◆ PROBLEMS
**1)** Check statements (a), (b), and (c) against the excerpt about the alameda in Alamos. Answer each with yes or no, and quote the words from the excerpt that settle it. (a) New stone walkways have been laid where an old cement walkway used to be. (b) The TBC bus station is on the same side of the alameda as the old fountain. (c) The writer stayed at an inn on the alameda in 2007.
**2)** Reproduce word for word the passage of the excerpt about the alameda in Alamos, starting at "The area below" and ending at "into this project.".
**3)** According to the excerpt about the alameda in Alamos, what used to be in the area that now has new stone leading up to the new gazebo?

Below, we are on the alameda. Where there used to be an old cement walkway, new stone walkways have been laid.

Construction items lay around the old fountain in this photo. The TBC bus station is across, on the other side of the alameda and is the only activity today, at this time of the morning. When we stayed in Alamos in 2007, we stayed in an inn on the alameda, and I know for a fact, that it is generally not this quiet here in the mornings! Perhaps alot of people are still recovering from Santa Semana........

The area below was once the old volleyball and basketball court. You can see the new stone that has been laid, leading up to the new gazebo.

Workers are beginning to arrive and another bus departs from the station.

The gazebo below and what looks like a low wall that will probably have an iron railing on top of it. Lots of rebar will go into this project.

◆ Data listing
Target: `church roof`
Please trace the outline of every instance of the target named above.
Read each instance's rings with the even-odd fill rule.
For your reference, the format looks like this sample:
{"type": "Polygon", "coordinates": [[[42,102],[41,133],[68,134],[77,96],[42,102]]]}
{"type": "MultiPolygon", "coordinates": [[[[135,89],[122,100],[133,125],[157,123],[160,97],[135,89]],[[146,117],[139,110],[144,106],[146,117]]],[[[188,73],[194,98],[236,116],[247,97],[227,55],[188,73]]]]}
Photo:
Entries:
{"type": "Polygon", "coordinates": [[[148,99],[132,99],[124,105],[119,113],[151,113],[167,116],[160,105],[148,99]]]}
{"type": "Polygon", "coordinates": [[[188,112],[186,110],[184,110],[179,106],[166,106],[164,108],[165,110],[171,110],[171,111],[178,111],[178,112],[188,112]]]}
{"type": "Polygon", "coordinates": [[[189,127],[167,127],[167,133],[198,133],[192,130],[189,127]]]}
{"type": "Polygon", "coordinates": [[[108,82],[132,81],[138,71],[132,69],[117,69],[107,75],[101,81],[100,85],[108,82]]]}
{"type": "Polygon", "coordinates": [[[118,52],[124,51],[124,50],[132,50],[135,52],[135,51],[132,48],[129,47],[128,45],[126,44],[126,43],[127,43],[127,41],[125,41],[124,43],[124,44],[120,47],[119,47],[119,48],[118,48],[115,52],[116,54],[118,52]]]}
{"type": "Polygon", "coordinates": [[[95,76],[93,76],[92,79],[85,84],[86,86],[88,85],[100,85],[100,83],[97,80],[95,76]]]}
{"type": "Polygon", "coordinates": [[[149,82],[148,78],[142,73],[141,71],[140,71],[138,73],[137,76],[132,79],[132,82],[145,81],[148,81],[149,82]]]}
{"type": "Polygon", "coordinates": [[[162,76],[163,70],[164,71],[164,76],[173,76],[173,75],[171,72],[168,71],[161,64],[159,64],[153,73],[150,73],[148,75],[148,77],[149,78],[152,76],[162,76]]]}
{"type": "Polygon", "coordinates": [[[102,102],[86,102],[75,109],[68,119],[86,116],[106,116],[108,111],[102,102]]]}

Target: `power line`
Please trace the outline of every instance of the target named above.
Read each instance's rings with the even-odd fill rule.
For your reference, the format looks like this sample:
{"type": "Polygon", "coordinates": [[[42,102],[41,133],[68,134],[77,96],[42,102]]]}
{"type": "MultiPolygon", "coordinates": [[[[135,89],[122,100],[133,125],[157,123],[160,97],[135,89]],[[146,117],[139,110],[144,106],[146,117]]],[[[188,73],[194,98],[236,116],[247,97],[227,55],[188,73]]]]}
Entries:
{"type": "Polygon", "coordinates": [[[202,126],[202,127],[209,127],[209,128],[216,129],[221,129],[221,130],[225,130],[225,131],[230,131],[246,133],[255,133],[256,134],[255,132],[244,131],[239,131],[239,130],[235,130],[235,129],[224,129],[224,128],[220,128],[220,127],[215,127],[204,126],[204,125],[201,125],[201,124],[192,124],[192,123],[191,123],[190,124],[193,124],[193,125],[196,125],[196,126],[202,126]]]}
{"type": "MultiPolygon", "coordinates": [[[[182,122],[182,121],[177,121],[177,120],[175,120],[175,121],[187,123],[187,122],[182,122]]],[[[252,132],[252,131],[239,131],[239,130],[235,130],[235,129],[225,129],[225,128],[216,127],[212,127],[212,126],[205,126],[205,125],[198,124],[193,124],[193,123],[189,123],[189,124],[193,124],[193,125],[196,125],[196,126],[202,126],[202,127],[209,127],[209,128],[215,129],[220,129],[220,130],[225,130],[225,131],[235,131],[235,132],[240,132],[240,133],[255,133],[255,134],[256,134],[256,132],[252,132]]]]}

◆ PER-TASK ANSWERS
**1)**
(a) Yes: "Where there used to be an old cement walkway, new stone walkways have been laid."
(b) No: "The TBC bus station is across, on the other side of the alameda"
(c) Yes: "When we stayed in Alamos in 2007, we stayed in an inn on the alameda"

**2)**
The area below was once the old volleyball and basketball court. You can see the new stone that has been laid, leading up to the new gazebo.

Workers are beginning to arrive and another bus departs from the station.

The gazebo below and what looks like a low wall that will probably have an iron railing on top of it. Lots of rebar will go into this project.

**3)** The old volleyball and basketball court.